>> Start

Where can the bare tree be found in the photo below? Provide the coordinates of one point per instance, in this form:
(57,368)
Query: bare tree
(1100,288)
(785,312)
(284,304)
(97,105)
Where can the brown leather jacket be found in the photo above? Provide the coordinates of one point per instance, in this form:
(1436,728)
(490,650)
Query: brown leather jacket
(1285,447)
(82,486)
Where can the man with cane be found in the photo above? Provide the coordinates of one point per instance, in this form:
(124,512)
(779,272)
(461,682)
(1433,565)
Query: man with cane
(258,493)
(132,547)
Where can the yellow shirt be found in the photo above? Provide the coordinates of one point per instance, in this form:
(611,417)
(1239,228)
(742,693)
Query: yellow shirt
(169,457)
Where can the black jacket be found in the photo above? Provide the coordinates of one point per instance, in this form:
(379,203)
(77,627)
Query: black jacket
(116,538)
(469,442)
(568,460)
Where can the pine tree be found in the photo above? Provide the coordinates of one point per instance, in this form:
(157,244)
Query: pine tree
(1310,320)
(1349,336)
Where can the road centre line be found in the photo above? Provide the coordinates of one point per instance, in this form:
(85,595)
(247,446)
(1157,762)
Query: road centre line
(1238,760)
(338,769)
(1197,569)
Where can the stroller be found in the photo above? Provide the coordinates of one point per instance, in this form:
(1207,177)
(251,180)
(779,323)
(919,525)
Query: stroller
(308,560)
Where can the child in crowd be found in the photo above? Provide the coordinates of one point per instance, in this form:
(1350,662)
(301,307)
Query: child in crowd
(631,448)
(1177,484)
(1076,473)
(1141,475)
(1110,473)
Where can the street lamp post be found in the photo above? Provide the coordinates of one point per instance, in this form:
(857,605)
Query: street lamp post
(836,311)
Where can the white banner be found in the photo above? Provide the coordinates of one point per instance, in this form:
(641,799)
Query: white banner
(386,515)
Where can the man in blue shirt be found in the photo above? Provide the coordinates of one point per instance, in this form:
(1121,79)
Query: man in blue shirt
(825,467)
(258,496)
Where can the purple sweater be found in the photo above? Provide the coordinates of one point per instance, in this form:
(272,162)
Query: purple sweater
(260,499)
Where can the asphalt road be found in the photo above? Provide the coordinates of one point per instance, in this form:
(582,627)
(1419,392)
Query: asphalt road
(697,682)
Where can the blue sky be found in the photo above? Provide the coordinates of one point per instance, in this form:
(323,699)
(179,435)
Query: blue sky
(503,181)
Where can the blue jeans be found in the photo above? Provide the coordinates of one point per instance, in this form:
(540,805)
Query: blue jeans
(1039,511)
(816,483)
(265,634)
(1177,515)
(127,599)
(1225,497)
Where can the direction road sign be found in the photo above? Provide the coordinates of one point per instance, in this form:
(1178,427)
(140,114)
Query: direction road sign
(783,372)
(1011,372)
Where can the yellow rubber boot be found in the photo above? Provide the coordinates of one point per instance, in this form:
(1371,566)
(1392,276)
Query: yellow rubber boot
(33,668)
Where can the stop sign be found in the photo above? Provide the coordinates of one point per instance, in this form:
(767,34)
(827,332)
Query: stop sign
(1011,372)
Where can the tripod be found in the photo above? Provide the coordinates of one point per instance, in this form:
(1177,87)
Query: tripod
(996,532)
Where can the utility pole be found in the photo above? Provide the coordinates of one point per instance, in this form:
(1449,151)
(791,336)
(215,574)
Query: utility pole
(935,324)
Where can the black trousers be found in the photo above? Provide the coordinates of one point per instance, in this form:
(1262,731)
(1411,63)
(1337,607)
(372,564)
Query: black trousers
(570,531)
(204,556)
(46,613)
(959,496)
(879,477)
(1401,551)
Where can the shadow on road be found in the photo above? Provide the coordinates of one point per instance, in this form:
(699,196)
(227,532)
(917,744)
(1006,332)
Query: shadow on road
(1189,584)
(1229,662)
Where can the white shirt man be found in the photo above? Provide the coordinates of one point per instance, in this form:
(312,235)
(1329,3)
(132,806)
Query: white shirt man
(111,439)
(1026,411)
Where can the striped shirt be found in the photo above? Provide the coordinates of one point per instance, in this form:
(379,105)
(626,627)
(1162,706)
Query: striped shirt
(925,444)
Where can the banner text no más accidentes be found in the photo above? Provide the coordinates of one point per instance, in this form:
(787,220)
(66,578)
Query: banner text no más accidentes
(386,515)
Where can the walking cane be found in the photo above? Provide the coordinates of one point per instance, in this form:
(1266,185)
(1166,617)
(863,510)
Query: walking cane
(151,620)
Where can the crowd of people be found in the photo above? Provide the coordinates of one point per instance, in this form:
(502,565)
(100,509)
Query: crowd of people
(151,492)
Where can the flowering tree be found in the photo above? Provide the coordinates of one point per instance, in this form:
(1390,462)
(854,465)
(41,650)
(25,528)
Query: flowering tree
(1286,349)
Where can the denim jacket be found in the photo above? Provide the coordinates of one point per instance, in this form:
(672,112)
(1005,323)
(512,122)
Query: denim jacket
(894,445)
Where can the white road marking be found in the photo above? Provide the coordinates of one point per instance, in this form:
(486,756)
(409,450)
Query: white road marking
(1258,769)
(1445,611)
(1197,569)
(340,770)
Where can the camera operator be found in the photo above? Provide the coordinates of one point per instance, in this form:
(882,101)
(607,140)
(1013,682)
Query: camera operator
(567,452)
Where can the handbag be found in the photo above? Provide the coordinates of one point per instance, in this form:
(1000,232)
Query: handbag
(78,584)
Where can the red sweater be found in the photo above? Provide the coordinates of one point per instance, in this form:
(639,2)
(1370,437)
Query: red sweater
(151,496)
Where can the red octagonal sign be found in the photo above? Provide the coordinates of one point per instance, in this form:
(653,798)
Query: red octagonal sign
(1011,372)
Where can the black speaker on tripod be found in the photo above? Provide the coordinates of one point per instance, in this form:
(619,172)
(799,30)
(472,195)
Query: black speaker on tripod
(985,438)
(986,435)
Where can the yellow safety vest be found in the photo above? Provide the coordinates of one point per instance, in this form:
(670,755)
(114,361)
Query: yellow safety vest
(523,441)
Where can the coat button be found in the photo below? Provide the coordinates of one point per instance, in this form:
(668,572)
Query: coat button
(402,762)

>> End
>> Start

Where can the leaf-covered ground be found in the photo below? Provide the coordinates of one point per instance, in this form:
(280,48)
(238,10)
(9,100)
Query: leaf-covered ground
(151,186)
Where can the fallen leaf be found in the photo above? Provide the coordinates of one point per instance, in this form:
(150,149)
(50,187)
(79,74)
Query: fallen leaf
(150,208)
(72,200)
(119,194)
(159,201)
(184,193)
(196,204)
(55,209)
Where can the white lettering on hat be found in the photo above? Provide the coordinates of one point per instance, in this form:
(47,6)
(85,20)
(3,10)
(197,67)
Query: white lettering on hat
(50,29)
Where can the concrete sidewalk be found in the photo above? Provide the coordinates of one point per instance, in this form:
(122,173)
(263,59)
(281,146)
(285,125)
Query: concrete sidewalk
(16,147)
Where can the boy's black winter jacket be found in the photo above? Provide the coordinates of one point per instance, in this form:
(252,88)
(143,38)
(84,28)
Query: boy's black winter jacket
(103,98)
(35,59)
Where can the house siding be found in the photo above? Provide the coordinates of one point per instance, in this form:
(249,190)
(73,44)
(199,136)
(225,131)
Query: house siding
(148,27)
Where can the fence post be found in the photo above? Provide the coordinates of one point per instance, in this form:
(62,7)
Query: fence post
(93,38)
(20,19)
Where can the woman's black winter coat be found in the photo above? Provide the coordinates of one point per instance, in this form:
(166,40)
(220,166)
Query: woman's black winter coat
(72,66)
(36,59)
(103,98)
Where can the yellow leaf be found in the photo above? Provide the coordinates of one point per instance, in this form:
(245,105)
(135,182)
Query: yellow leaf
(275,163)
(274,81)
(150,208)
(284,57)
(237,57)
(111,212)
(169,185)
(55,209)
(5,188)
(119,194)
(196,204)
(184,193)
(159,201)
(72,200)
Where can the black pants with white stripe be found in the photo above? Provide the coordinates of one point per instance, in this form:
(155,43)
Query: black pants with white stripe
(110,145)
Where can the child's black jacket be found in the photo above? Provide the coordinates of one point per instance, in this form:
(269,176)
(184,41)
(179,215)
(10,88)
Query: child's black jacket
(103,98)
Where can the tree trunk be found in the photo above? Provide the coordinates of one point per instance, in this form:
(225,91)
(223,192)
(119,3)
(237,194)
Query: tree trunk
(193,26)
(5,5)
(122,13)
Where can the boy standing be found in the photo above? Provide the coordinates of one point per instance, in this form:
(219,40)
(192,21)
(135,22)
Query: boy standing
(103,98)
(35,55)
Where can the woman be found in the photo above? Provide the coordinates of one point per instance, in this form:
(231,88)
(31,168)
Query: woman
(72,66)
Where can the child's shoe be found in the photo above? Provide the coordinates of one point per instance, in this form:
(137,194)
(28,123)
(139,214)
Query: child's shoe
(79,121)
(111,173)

>> End

* TASK OBJECTIVE *
How many lines in the records above contain the string "button", matching case exactly? Reply with the number only.

* ANSWER IN FULL *
2